++++ Data lines ++++

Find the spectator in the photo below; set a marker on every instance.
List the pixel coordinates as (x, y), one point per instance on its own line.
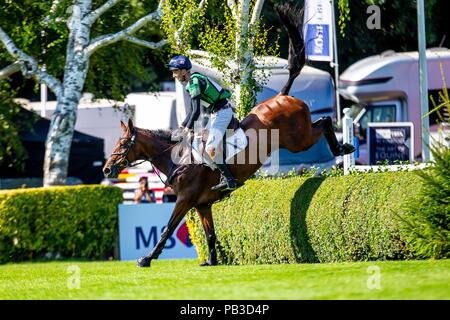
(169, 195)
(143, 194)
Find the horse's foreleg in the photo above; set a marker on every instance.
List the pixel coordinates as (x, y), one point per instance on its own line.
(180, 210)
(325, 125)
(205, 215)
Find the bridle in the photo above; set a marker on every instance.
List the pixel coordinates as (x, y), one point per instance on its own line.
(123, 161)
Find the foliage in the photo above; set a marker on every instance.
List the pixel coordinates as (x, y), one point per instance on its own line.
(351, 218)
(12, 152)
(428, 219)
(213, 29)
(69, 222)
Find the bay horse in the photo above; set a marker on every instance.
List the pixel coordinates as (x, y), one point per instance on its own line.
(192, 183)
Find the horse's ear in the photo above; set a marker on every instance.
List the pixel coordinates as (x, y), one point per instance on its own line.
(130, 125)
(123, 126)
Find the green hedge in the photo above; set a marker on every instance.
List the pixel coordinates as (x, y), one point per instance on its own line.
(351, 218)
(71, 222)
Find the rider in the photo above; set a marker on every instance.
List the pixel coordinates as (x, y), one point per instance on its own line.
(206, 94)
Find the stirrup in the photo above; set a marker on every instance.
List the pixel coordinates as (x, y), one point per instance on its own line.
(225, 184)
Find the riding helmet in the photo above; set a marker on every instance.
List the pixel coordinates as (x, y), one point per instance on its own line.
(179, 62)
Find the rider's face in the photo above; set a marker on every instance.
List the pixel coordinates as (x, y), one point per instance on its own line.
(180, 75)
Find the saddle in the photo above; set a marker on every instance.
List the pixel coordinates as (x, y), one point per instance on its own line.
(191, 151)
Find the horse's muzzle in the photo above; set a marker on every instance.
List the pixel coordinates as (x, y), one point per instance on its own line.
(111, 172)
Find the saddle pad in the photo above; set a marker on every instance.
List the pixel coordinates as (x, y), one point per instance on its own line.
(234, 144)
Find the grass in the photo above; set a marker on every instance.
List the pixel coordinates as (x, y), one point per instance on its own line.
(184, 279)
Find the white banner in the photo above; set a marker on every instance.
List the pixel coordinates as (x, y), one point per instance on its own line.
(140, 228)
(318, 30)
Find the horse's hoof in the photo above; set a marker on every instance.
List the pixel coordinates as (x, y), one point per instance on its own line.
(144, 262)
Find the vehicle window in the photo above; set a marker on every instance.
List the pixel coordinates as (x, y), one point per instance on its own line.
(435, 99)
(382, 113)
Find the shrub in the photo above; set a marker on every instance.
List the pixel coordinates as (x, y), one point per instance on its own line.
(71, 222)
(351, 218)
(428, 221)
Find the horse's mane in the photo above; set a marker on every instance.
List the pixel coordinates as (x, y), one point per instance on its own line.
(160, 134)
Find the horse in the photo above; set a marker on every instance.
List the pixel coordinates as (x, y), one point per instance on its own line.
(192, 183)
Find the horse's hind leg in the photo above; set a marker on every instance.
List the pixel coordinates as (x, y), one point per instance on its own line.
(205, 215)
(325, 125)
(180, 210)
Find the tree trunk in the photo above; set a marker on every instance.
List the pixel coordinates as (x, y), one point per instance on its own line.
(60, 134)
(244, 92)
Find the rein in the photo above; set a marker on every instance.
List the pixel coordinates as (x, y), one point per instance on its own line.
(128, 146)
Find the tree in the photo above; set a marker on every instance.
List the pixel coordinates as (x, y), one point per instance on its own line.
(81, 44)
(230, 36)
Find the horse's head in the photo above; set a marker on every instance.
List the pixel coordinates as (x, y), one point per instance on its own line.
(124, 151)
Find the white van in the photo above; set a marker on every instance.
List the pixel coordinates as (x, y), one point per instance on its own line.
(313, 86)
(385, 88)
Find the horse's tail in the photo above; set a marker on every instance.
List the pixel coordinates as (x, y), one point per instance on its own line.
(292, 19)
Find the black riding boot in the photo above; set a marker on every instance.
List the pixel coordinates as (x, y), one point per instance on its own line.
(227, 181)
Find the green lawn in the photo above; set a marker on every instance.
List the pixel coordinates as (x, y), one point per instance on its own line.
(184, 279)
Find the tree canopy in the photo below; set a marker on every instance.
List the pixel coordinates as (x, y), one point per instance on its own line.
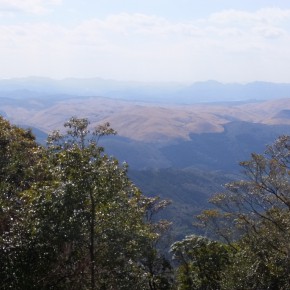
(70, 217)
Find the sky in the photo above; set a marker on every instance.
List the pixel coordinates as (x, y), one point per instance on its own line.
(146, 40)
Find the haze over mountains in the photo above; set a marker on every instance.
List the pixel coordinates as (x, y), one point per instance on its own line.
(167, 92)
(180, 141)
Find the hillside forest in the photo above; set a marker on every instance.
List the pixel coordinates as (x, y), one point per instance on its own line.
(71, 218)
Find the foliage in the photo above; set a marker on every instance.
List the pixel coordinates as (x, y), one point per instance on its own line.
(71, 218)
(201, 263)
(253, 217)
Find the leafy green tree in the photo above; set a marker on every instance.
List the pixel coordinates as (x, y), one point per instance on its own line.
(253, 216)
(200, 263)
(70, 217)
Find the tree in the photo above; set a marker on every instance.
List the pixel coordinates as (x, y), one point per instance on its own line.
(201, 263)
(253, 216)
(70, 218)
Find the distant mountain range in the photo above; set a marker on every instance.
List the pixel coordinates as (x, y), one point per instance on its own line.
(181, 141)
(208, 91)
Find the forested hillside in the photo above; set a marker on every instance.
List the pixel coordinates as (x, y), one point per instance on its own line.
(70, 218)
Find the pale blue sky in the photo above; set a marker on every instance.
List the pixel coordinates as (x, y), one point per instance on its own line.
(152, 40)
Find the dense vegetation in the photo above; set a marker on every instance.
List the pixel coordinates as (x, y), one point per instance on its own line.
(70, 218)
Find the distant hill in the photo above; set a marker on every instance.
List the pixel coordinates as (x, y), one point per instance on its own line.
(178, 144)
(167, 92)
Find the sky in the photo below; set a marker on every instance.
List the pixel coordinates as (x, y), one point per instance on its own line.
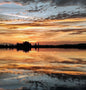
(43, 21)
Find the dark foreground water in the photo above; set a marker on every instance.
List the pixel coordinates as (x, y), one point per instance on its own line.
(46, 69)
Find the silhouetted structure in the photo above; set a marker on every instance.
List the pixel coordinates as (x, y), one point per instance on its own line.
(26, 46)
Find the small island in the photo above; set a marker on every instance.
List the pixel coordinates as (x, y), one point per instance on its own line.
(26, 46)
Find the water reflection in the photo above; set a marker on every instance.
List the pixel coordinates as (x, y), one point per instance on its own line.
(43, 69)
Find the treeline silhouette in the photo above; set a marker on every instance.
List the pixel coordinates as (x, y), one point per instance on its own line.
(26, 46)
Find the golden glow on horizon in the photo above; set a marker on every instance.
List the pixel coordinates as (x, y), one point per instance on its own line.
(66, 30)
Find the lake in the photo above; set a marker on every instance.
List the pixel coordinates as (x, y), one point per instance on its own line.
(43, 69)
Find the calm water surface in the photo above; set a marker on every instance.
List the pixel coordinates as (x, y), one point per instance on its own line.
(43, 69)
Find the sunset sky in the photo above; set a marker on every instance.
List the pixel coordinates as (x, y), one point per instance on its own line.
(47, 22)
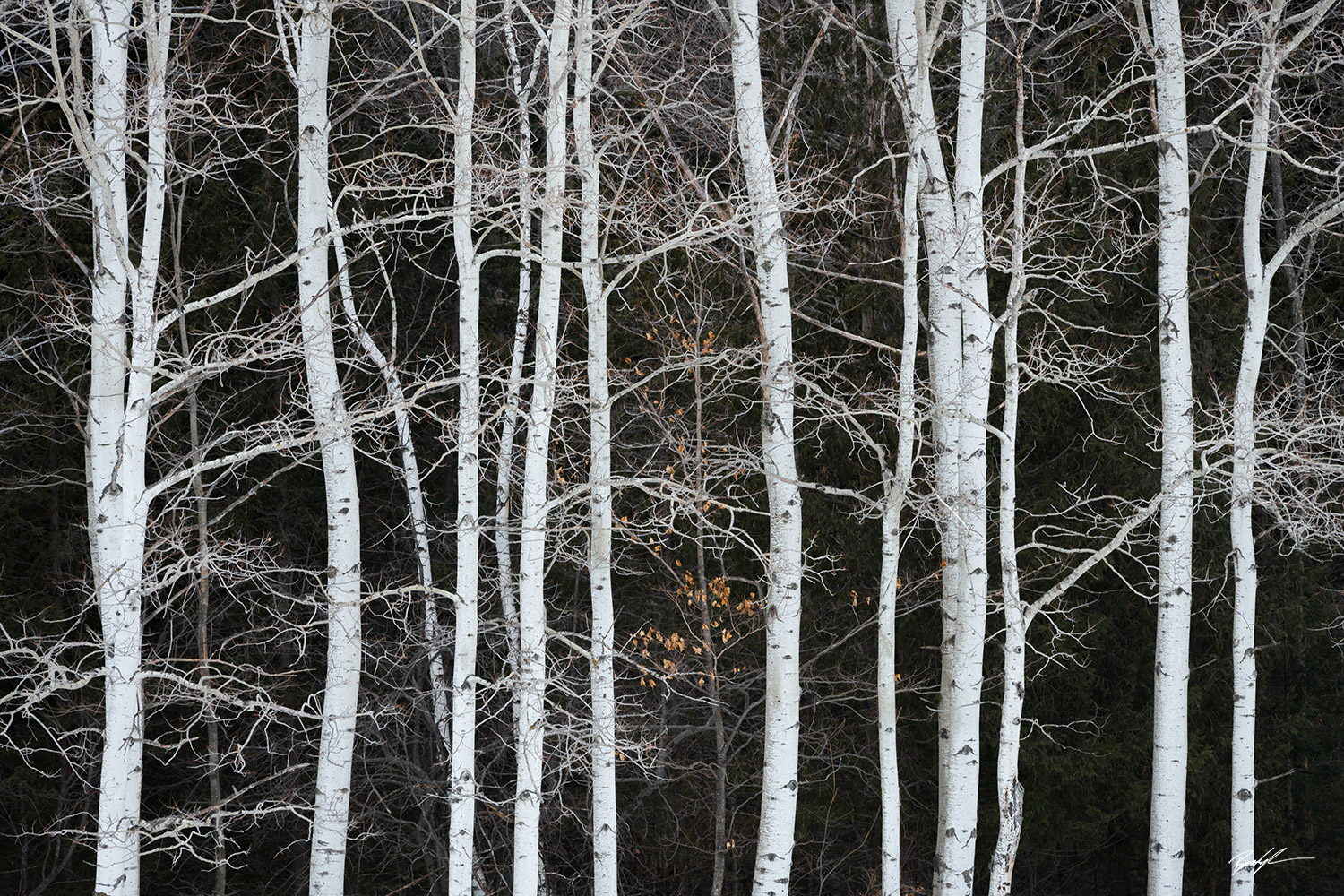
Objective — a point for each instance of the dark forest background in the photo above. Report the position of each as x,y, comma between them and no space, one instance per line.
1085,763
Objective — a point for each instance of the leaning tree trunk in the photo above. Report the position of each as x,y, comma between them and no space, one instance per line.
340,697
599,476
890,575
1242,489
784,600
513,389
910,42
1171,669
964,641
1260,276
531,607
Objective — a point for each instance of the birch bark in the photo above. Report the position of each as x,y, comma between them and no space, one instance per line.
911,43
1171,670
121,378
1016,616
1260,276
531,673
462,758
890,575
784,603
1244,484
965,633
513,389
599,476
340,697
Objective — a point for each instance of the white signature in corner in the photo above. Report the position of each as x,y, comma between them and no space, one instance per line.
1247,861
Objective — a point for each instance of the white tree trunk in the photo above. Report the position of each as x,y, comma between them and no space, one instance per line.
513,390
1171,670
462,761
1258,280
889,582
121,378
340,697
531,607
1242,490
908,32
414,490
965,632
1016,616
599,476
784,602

++++

With pictures left out, extract the lines from the one containing "Find the golden" to the end of the material above, both included, exactly as written.

Find the golden glow on horizon in the photo above; set a marker on every instance.
List the pixel coordinates as (x, y), one point per instance on its own line.
(66, 30)
Find the lake in the photo above; set a marker on every instance.
List the pixel coordinates as (x, y), one point per instance on its own line.
(43, 69)
Find the calm water surface in the photo above; set a marker on every instance.
List the pixel coordinates as (x, y), one point per instance on its own line.
(43, 69)
Find the sunset sky in the photo above; set a marker on every instance.
List the pixel coordinates as (x, y), one point per instance on its own line.
(47, 22)
Objective — a point for each instance of the dark forest background in the photo above. Report the position of each as x,y, comma between them and no space, one instance per line.
1085,763
Objective — a point for each instance of the leaning tree trunk in the photo above. Report the position of each as x,y, comma between them and no space, one instance per line.
340,697
599,476
890,575
1242,489
784,600
513,389
910,42
1171,669
964,641
1260,276
531,607
Objective — a point for each instance of the birch bark in the photo above. Report the position of each as x,y, comma between them and no space, one instance per line.
911,43
1171,670
121,378
1016,616
1260,276
531,673
462,758
890,575
784,603
1244,484
965,633
513,389
599,476
340,697
Objective — a point for each instance of the white signature in corner in the photo above. Report the position of each as x,y, comma between them and no space, one instance per line.
1247,861
Objective — a point for each instance of the white tree trunk in the photo above. Report the position of each as x,y, comma between them and no space, one instance per line.
513,390
1171,670
462,761
1258,280
889,582
121,378
340,697
531,607
1242,490
908,32
414,490
965,632
1016,616
599,476
784,602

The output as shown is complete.